» Goal
Copy out, word for word, the lines of the listing below from the line containing "the white tablecloth" up to and including the final line of the listing.

Stored entries:

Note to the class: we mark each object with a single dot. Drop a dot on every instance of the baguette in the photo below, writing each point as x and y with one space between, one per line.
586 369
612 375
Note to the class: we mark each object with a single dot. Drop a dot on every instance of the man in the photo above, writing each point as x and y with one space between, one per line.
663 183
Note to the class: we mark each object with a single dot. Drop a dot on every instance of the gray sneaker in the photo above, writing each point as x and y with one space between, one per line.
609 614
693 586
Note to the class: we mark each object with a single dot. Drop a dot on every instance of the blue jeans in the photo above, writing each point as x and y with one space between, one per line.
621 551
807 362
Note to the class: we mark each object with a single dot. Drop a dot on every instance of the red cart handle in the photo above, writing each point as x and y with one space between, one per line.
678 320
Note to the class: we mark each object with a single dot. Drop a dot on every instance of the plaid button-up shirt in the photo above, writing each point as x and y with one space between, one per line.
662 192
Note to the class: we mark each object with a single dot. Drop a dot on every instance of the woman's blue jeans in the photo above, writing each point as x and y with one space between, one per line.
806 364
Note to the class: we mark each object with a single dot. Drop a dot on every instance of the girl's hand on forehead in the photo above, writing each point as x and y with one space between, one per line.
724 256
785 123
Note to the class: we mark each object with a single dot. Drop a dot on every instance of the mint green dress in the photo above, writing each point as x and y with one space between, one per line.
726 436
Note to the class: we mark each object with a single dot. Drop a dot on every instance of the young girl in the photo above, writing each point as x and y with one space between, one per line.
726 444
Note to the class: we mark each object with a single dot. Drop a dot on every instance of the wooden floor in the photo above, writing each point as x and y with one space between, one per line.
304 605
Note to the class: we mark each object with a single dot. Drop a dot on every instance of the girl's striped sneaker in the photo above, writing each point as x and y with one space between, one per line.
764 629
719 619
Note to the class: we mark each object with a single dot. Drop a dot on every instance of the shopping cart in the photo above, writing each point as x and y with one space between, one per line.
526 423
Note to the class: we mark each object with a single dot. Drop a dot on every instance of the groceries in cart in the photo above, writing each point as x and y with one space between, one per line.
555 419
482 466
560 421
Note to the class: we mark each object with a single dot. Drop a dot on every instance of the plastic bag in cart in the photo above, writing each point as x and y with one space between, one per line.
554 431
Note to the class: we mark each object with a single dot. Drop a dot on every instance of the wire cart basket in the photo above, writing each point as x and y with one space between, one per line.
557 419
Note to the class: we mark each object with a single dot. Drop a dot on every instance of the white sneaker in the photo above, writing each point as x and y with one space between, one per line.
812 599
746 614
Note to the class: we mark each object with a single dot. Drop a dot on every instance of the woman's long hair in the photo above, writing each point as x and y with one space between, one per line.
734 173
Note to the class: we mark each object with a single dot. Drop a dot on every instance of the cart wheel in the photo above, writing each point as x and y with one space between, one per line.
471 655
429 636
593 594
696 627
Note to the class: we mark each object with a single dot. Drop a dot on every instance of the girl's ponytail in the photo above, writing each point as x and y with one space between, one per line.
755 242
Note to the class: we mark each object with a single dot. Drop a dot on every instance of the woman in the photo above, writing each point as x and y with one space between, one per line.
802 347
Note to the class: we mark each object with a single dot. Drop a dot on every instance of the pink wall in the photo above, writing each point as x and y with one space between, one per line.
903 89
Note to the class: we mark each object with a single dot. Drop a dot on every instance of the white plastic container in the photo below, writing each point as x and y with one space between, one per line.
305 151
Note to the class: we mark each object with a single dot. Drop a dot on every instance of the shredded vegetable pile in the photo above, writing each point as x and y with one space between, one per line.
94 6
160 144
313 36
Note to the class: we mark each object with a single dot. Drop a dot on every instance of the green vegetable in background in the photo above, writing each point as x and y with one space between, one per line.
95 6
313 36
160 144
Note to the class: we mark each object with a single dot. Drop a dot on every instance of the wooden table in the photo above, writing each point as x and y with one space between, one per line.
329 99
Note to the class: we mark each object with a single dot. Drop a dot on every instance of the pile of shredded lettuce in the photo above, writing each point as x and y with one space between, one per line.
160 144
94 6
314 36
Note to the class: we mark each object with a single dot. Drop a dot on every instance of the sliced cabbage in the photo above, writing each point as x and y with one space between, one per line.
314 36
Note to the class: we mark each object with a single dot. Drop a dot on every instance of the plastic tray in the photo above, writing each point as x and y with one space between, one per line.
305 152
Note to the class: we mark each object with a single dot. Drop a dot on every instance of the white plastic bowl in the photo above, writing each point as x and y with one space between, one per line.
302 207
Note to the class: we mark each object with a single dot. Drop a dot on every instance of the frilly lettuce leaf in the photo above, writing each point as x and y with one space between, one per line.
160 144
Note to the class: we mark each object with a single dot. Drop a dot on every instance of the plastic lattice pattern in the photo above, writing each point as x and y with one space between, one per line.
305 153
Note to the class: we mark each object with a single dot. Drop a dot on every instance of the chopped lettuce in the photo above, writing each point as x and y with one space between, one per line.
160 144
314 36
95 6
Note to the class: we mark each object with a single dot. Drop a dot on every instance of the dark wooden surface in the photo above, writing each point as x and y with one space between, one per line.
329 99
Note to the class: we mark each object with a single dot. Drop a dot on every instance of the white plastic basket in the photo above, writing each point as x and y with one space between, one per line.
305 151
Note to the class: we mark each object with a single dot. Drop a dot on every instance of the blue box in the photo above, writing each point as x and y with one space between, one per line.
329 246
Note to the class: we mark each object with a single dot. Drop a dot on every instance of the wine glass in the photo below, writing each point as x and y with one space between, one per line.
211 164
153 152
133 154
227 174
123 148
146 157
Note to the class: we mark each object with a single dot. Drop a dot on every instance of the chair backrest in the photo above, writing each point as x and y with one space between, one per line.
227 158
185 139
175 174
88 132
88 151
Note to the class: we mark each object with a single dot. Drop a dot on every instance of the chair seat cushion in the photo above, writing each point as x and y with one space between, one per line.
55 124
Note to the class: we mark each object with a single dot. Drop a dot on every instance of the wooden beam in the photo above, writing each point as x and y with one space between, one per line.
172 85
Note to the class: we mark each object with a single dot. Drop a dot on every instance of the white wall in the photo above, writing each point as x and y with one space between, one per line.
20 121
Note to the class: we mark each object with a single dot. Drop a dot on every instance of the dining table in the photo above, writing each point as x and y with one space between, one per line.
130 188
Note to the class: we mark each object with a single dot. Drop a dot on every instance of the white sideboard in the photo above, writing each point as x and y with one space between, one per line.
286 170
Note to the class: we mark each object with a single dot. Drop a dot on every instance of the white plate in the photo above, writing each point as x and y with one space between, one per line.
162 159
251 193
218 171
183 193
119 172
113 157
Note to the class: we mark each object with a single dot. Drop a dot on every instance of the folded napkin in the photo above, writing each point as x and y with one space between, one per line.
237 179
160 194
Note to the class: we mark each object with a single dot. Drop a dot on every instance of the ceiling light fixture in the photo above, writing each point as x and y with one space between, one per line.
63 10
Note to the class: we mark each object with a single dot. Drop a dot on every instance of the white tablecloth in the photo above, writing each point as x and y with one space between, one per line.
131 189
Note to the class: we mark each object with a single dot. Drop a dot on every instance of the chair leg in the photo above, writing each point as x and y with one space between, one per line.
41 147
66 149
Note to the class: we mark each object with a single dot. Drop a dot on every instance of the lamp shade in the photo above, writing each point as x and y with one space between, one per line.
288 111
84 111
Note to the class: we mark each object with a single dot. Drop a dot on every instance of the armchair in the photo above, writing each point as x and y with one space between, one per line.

» Solution for this exercise
Note to the class: we mark each object with a single dot. Drop a dot on every instance of the white tablecloth in the photo above, writing each point as x and y with one space between, one per line.
131 189
Note to the class: we mark each object with a single dot. Drop a dot on every instance of the chair leg in the photo above, writing each point as x and y with one space between, one per line.
41 147
66 149
Note to the class: we mark each object with a single dot. Drop a dot on every instance of the lamp shade in the photo above, writing each point as x and y with one space between, one per line.
288 111
84 111
Note to the class: we mark each object with a single dot. Drop a dot on every instance of the armchair in the photo above, writing each point as x and y with one space between, one per line.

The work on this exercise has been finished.